Task -> Every entry is to be written out word for word.

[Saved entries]
§

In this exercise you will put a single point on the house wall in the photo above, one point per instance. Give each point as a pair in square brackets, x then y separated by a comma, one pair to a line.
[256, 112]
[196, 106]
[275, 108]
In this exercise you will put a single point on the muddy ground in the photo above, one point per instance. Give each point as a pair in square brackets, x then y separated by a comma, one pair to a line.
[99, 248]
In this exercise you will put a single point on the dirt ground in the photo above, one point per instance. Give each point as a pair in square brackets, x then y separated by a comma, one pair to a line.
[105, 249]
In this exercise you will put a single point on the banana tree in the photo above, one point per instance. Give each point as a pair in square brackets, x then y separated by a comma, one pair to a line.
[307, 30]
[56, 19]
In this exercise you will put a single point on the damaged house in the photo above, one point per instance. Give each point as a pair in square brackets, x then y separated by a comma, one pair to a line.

§

Written solution ->
In this exercise you will put a single point on the house wall in the photo above, one point per instance. Give each point as a pair in square brackets, x then y separated by a comma, one pair to a line.
[256, 112]
[196, 106]
[275, 108]
In this exercise you will put a single point on the muddy ground in the photo above, one point per instance. Give each point as a pair in square brackets, x then y separated by a comma, one pair to a line.
[99, 248]
In this exercise you will put a single point on the dirt ground in the photo above, one point per instance. Give each point as a pair in square brackets, x then y separated by a comma, one pair to a line.
[105, 249]
In this exercise you will put a single point on the banana tree in the photo above, one point per instance. Give each point as a pair in square brackets, x then y separated by a comma, one pair to a line.
[307, 30]
[56, 19]
In this exercise you will put a single point on the damaged house in the photo above, one point per instance. Give each point as a pair in square brackets, x then y separated by a comma, one pair to a line.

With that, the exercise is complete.